Document excerpt:

=======

United States white supremacist prison and street gang

The European Kindred (EK) is a prison and street gang that began in the Oregon prison system.

==Overview==
As of 2006, parole and probation officers report the gang may have around 500 members in the Oregon prison system. EK members have a propensity for violence and are one of the most powerful gangs within the Oregon Department of Corrections.

The group was founded in 1998 by David Patrick Kennedy and another inmate of Eastern Oregon's Snake River Correctional Institution. Membership in the EK is nearly exclusively male, and membership is restricted to those with no more than one-sixteenth Native American ancestry. The group has a formal structure, rules, and ritual. It is highly secretive.

The gang has a reputation for extortion, assaults, moving contraband goods throughout the Oregon correctional institutions, and dog fighting. New members are encouraged to "earn their bones" (their membership) through hostile action consistent with the group's cause.

A 2016 BBC documentary show entitled "A Black and White Killing" focused on the trial (and eventual conviction) of an EK gang member accused of the murder of a young black man. The documentary interviewed an ex-gang member, who stated that EK operates an unbreakable policy of 'Blood in, Blood out'. This rule requires that all potential new gang members must 'shed blood' as a condition of entry to the gang, typically in directed attacks made against members of rival gangs ('blood in'). The former member went on to explain that an attempt to leave the gang is seen as a betrayal of the 'brotherhood' of all remaining gang members - even those who are members of other gangs.
The price for attempting to leave the gang, once inducted, is one's life. The spilling of the deserting gang member's blood (during their subsequent murder) constitutes the requirement for 'blood out'.

=======

Study material:

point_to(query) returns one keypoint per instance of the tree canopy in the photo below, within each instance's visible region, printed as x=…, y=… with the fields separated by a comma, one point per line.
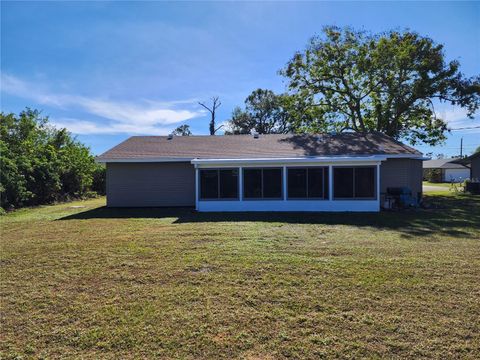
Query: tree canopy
x=386, y=82
x=40, y=164
x=264, y=113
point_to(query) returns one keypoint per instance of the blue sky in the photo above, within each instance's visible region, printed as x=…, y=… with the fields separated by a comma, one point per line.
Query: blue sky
x=109, y=70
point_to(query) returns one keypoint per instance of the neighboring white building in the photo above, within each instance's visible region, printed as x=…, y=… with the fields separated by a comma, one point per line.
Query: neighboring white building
x=450, y=171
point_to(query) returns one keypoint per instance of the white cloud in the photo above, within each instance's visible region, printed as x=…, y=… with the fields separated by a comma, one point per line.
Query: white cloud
x=83, y=127
x=143, y=117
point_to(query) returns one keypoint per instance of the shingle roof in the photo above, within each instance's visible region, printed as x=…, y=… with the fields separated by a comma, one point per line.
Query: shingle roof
x=442, y=164
x=265, y=146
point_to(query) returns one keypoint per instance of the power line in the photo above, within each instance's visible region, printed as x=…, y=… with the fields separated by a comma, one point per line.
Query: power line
x=466, y=128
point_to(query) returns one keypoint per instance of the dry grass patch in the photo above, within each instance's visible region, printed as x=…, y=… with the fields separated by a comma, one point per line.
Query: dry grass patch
x=96, y=282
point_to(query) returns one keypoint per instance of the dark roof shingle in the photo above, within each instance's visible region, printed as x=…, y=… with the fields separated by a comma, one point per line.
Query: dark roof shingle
x=265, y=146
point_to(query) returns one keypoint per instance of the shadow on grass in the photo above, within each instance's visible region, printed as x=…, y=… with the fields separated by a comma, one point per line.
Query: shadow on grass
x=448, y=215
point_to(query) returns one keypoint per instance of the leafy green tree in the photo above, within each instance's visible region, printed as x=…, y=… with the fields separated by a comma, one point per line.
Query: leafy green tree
x=264, y=113
x=40, y=164
x=387, y=82
x=182, y=130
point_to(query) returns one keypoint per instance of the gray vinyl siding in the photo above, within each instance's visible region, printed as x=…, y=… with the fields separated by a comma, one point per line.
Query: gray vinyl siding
x=150, y=184
x=400, y=173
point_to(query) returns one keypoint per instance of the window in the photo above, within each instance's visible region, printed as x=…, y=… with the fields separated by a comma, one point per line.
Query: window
x=262, y=183
x=354, y=182
x=219, y=184
x=308, y=183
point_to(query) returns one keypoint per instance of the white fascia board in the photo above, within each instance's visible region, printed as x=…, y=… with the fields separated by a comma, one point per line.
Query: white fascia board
x=323, y=159
x=319, y=159
x=142, y=160
x=305, y=160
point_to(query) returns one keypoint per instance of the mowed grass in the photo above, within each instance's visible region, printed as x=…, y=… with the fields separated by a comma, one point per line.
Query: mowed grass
x=93, y=282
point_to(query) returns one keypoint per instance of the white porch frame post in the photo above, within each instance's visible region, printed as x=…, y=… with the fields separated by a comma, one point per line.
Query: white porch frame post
x=240, y=183
x=378, y=185
x=330, y=183
x=197, y=189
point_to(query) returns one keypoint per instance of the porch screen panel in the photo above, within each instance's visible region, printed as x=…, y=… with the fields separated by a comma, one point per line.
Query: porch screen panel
x=229, y=184
x=252, y=180
x=208, y=184
x=365, y=182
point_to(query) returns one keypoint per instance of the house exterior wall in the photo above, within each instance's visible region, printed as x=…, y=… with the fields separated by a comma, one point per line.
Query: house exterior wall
x=402, y=173
x=475, y=166
x=173, y=184
x=150, y=184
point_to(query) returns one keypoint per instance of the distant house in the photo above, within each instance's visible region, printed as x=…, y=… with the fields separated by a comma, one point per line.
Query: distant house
x=449, y=170
x=341, y=172
x=473, y=162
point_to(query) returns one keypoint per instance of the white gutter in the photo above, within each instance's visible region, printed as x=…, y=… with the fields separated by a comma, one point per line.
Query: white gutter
x=378, y=157
x=329, y=159
x=140, y=160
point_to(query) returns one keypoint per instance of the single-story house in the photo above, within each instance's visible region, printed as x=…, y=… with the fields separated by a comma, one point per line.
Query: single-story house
x=473, y=161
x=328, y=172
x=449, y=169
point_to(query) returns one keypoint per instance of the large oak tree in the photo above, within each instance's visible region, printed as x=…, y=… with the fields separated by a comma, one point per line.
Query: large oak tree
x=388, y=82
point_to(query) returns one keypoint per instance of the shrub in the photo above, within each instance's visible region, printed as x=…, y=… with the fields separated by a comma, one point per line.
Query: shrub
x=41, y=164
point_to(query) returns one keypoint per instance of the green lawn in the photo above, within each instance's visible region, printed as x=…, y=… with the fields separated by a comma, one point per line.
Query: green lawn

=======

Required actions:
A - List the activities that the text about the European Kindred gang says the gang has a reputation for.
B - Extend the text about the European Kindred gang, starting after its final sentence.
The entries have nothing to do with the text about the European Kindred gang.

Per-task outputs:
A - Extortion, assaults, moving contraband goods throughout the Oregon correctional institutions, and dog fighting.

B -
There is no documented information indicating EK members attack prison guards. Outside of prison, EK members appear to be involved in the distribution and possibly manufacture of methamphetamine.

EK members mark their membership with the initials EK in a shield on their right calf or on other parts of their bodies. Women are associated with the group, but are marked with the initials FW. The initials represent prison slang: F stands for "feather", prison slang for female, and W stands for "wood", prison slang for a caucasian.

Released members are attempting to recruit new young members in prisons, jails and on the street. According to the Portland Tribune, EK members claim that they use high schools in the Portland, Oregon area to find new recruits.

==Notable crimes==
=== Murder of Anthony Cleo Wilson ===
In 2002, a county grand jury indicted Joshua Robert Brown, a 21-year-old, on charges of killing Anthony Cleo Wilson, a 47-year-old African-American. Brown joined European Kindred in 2000 while serving a four-year sentence for robbery. After 3 weeks from being released, police claimed that Brown stabbed Wilson to death. Authorities say Brown's motive may have been that Wilson, who'd been busted for possession and manufacture of narcotics, sold him some bad or phony drugs, but they also believe it may have been a hate crime.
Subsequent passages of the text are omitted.